List of tasks
1. Print the whole text on Scikit-learn pipelines, word for word.
2. Report each line of the records containing the word "blue", treating uppercase and lowercase as different.

Selected text
This project demonstrates some of the machine learning techniques from Scikit-learn module in Python. We use the dataset from a Kaggle competition: New York City Taxi Fare Prediction, the goal is to build a machine learning model to predict the fare amount for a taxi ride in NYC given pickup and dropoff locations, and the result is evaluated on RMSE of the predictions.
Scikit-learn provides a bunch of handy tools for machine learning, such as feature preprocessing, model selection and pipeline so that it makes more easier to test out different models under the same structure and makes the code more tidier. In this project, we tested a handful of regression models, including linear regression, polynomial regression, random forest regression and SVM regression. We chose the best model based on RMSE from 5-folds cross-validation on the training set, after fine-tuned the hyperparameters for each models with grid search.
However, building a model is not the hardest part of the project, it takes more or less just two lines of code that you can come out a basic one, thanks to Scikit-learn. The most interesting part would be to decide what features chosen to fit into the models, explore the data with descriptive statistics and preprocess features to what applicable to the algorithm are very important steps in order to yield good predictions. So in this project you'd see how to use pipeline
module to integrate data preprocessing into part of model building.
What's pipeline?
Pipeline connects a sequential of transformers and a final estimator that allows data to be processed in the right order. For example, in this project we want to fit categorical feature in the model, such as day of week, however, most of machine learning algorithms take only numbers as input so we need to encode categories into binaries before throwing them into the model. And for numerical features we want to normalize or standardize them first before fitting them in the model so that the model can perform better. In this case, we'd create pipelines to run different processes for different types of feature and combine them together, then on top of that, we'd make another pipelines to connect preprocessing steps with an estimator of any machine learning algorithm.
Why should we use pipeline?
Pipeline has two advantages when building a machine model. Firstly, it makes the code more tidier and easier to manage. After the model is finalized and ready to go live, with the help of pipeline, any new coming raw data can be applied with transform()
method of the pipeline to perform a sequence of preprocessing and training. With just one line of code, no need to worry any missing steps. Secondly and most importantly, it provides a perfect join with GridSearchCV
, any preprocessing step can work as the hyperparameter of the model. For example, building a polynomial regression model requires polynomial transformations on the numerical features before fitting them. When we put this step in the pipeline along with regression estimator, we can test different degrees of polynomial in grid search instead of writing complicate for
loops.

(Dataset excerpt)
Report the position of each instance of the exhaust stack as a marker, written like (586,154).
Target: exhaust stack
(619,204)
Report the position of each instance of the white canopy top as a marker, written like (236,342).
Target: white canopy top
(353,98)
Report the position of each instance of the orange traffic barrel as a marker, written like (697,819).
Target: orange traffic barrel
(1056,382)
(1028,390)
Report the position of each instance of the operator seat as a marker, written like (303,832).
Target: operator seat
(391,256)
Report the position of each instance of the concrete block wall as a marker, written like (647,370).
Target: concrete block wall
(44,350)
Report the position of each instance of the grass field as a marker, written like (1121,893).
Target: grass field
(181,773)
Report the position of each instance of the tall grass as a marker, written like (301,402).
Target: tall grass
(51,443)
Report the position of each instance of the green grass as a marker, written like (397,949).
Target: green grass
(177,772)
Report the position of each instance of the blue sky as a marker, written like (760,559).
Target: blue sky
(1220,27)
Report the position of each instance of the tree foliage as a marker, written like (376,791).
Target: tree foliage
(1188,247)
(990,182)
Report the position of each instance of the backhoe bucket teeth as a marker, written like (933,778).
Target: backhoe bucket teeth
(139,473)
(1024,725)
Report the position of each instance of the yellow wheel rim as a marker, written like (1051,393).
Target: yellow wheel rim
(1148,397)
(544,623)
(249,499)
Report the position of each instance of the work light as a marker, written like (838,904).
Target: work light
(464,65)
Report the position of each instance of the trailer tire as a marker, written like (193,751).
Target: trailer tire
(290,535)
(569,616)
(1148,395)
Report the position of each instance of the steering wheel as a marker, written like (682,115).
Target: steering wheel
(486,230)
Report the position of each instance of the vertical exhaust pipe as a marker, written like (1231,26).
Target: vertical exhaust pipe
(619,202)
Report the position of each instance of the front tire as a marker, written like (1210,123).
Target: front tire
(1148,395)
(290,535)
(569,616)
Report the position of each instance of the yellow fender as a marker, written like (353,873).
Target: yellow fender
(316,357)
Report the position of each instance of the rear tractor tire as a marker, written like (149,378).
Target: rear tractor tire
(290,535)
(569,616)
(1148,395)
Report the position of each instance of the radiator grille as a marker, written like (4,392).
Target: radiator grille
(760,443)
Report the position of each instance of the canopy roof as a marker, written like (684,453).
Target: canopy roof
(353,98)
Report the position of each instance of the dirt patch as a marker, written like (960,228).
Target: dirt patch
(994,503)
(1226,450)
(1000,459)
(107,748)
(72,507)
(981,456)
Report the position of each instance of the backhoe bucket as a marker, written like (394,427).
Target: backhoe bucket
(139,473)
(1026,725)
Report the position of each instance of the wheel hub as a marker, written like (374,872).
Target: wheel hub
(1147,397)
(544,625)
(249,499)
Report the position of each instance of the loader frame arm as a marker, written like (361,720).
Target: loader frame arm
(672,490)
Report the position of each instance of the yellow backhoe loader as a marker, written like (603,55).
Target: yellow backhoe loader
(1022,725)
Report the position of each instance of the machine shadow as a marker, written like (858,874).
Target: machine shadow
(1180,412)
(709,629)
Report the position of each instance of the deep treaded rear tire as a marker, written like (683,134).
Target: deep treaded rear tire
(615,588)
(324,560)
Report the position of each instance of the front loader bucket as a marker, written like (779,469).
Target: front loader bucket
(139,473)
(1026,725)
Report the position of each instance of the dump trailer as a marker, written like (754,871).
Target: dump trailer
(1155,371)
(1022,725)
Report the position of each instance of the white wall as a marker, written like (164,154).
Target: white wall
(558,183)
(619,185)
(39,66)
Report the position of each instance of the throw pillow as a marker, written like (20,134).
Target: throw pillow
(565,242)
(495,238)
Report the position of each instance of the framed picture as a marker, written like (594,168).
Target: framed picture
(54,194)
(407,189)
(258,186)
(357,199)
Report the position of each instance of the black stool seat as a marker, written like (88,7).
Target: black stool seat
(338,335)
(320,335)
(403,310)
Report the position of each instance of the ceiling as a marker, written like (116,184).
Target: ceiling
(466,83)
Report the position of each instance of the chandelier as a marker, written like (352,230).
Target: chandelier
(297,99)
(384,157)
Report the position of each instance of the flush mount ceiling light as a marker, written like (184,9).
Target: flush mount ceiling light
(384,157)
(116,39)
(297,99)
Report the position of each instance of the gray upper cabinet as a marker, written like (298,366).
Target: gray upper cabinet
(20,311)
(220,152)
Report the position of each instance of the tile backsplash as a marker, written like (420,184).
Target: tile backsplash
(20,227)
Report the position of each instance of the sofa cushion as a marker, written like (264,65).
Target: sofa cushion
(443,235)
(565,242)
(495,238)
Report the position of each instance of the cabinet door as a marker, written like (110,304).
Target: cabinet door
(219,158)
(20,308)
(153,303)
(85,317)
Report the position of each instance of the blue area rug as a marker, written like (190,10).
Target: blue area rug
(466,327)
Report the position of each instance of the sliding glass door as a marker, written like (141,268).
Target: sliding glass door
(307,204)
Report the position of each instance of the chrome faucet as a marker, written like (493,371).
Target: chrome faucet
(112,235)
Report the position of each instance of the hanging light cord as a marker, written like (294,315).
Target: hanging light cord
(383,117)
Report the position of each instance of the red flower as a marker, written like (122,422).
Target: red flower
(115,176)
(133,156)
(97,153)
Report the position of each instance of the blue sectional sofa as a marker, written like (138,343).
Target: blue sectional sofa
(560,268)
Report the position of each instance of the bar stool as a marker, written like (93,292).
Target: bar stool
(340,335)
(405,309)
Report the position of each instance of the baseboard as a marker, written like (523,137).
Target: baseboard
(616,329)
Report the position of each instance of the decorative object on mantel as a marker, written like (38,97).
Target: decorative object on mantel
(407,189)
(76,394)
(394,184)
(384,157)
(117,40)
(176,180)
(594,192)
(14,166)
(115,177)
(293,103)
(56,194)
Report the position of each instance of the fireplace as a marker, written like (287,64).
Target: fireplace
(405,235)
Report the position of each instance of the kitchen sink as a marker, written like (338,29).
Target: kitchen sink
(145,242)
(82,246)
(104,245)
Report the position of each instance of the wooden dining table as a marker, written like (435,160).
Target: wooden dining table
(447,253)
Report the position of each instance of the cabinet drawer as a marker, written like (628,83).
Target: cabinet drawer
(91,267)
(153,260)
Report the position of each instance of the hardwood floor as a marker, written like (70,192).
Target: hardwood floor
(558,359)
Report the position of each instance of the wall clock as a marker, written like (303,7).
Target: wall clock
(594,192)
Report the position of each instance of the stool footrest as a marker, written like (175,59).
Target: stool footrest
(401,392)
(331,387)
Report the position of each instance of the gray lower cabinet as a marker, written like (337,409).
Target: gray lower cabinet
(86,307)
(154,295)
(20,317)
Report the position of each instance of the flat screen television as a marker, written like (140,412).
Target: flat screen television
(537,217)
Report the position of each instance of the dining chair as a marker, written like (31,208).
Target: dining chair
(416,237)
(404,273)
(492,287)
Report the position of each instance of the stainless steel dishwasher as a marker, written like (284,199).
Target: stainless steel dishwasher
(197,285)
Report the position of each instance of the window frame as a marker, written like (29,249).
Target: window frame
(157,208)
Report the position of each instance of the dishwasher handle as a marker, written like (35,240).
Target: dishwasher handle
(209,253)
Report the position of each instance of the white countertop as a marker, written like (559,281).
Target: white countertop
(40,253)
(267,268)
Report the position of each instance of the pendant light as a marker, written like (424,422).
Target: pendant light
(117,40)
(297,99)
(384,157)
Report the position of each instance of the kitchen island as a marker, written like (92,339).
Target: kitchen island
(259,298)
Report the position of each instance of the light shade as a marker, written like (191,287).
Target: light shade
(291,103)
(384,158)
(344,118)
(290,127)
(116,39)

Answers to each task
1.
This project demonstrates some of the machine learning techniques from Scikit-learn module in Python. We use the dataset from a Kaggle competition: New York City Taxi Fare Prediction, the goal is to build a machine learning model to predict the fare amount for a taxi ride in NYC given pickup and dropoff locations, and the result is evaluated on RMSE of the predictions.
Scikit-learn provides a bunch of handy tools for machine learning, such as feature preprocessing, model selection and pipeline so that it makes more easier to test out different models under the same structure and makes the code more tidier. In this project, we tested a handful of regression models, including linear regression, polynomial regression, random forest regression and SVM regression. We chose the best model based on RMSE from 5-folds cross-validation on the training set, after fine-tuned the hyperparameters for each models with grid search.
However, building a model is not the hardest part of the project, it takes more or less just two lines of code that you can come out a basic one, thanks to Scikit-learn. The most interesting part would be to decide what features chosen to fit into the models, explore the data with descriptive statistics and preprocess features to what applicable to the algorithm are very important steps in order to yield good predictions. So in this project you'd see how to use pipeline
module to integrate data preprocessing into part of model building.
What's pipeline?
Pipeline connects a sequential of transformers and a final estimator that allows data to be processed in the right order. For example, in this project we want to fit categorical feature in the model, such as day of week, however, most of machine learning algorithms take only numbers as input so we need to encode categories into binaries before throwing them into the model. And for numerical features we want to normalize or standardize them first before fitting them in the model so that the model can perform better. In this case, we'd create pipelines to run different processes for different types of feature and combine them together, then on top of that, we'd make another pipelines to connect preprocessing steps with an estimator of any machine learning algorithm.
Why should we use pipeline?
Pipeline has two advantages when building a machine model. Firstly, it makes the code more tidier and easier to manage. After the model is finalized and ready to go live, with the help of pipeline, any new coming raw data can be applied with transform()
method of the pipeline to perform a sequence of preprocessing and training. With just one line of code, no need to worry any missing steps. Secondly and most importantly, it provides a perfect join with GridSearchCV
, any preprocessing step can work as the hyperparameter of the model. For example, building a polynomial regression model requires polynomial transformations on the numerical features before fitting them. When we put this step in the pipeline along with regression estimator, we can test different degrees of polynomial in grid search instead of writing complicate for
loops.

2.
Report the position of each instance of the blue sky as a marker, written like (760,559).
Target: blue sky
Report the position of each instance of the blue area rug as a marker, written like (190,10).
Target: blue area rug
Report the position of each instance of the blue sectional sofa as a marker, written like (138,343).
Target: blue sectional sofa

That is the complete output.